Not only is this a fake quote from Henry, the source is the April 1956 edition of the virulently antisemitic & white nationalist magazine "The Virginian." It was reprinted in The American Mercury in 1956, the year that antisemitic rag hired George Lincoln Rockwell.
Here's the original source from The Virginian of April 1956. Note the piece proceeding the one on Henry (bottom right) which complains about how liberals have appropriated Jefferson as their own, when really he believed in white supremacy like they did.
To give a flavor of the April 1956 edition of The Virginian, here's a story that appeared a few pages before the Patrick Henry piece.
That line about how America welcomes other religions BECAUSE it's supposedly a Christian nation takes on new meaning when put in the context of this sales pitch The Virginian made to prospective readers in 1955.
This kind of anti-Black conspiratorial thinking that blamed Jews/Communists for the supposed evils of integration in the 1950s was ubiquitous on the US right. Here's a 1959 example from the papers of Walter Huss, who became the chair of the Oregon GOP in 1978.
Huss had a framed copy of this picture of himself and Dan Quayle (taken in 1990) up on his wall in his house. At roughly the same time, a young Missourian named Josh Hawley was also quite enamored of Quayle himself.

REQUIREMENT: Please state which magazine reprinted the fake Patrick Henry quote, according to the post about it.

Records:
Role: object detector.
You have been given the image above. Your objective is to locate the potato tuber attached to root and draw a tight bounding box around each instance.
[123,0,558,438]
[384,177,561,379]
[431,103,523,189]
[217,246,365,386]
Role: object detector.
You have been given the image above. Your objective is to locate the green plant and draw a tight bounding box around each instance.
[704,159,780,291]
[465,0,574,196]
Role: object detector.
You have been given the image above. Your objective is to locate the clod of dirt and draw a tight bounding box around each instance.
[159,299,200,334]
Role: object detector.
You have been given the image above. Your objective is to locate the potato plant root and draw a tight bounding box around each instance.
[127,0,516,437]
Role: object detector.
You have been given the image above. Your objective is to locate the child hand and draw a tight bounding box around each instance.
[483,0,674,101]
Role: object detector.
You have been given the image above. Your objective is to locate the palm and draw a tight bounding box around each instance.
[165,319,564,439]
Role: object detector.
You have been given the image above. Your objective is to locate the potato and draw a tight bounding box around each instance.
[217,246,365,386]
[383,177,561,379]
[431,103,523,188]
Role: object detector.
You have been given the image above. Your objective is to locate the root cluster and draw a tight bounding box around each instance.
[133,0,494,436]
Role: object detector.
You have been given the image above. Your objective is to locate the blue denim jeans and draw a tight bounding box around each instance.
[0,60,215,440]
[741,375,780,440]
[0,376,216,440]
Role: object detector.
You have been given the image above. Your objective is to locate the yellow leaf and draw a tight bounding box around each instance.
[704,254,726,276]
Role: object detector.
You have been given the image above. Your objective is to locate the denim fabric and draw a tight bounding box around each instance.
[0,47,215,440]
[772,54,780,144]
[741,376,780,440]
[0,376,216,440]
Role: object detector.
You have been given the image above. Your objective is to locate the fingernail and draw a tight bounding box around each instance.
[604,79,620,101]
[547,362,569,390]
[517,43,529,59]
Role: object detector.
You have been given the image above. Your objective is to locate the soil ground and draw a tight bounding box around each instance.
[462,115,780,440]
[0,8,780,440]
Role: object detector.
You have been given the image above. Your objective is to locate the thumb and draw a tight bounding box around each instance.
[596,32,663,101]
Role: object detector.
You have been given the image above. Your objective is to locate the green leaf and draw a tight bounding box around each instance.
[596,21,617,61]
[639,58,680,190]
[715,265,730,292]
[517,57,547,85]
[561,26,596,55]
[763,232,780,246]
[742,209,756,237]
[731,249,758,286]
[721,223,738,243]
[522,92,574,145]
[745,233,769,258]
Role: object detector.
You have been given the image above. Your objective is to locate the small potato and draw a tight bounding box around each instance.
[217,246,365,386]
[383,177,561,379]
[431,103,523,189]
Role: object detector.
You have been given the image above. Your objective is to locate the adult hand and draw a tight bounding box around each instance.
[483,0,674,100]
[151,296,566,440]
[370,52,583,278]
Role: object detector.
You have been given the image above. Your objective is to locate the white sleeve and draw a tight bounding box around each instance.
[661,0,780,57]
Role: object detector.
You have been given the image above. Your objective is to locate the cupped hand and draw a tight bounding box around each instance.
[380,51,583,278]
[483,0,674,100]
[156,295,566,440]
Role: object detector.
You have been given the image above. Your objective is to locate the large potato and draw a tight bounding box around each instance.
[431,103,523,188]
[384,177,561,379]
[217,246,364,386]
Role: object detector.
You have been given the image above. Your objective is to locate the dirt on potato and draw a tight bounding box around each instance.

ANSWER TO THE PROBLEM: The American Mercury reprinted it in 1956.